Aim of the exercise:
Work out the count of lines in the entries below that include "this", and write only that count.

------ Source data

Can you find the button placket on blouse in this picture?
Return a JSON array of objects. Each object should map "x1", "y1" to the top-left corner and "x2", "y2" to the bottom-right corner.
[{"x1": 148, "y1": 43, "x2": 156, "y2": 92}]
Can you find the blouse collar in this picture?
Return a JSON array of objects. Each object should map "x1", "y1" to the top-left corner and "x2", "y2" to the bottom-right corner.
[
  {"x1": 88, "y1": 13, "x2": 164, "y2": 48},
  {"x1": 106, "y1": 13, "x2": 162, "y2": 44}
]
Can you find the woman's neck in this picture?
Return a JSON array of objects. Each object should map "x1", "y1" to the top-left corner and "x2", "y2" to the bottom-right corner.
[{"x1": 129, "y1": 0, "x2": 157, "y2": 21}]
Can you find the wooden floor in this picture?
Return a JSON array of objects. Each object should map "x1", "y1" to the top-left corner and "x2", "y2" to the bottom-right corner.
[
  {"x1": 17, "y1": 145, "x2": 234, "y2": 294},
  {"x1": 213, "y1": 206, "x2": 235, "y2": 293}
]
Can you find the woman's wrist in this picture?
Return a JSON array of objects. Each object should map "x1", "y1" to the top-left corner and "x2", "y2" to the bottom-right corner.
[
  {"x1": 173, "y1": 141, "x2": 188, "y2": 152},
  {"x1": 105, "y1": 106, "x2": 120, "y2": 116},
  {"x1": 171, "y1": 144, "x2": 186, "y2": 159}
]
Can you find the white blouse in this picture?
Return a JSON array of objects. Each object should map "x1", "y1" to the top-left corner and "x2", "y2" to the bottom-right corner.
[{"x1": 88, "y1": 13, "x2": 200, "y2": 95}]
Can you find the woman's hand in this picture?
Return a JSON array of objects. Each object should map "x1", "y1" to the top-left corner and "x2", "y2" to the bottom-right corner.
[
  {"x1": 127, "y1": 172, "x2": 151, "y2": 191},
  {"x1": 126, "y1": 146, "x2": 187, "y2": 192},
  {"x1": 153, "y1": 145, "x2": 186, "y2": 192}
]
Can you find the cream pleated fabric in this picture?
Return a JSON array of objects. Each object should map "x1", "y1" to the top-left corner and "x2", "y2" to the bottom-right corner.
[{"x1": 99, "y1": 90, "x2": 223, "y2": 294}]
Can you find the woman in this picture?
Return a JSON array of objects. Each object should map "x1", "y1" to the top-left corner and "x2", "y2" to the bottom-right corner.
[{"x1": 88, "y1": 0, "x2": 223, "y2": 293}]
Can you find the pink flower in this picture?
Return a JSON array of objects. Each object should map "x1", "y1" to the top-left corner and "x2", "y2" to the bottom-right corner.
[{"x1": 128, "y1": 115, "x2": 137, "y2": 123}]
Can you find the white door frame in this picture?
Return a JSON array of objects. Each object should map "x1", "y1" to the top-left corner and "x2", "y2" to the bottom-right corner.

------------

Task result:
11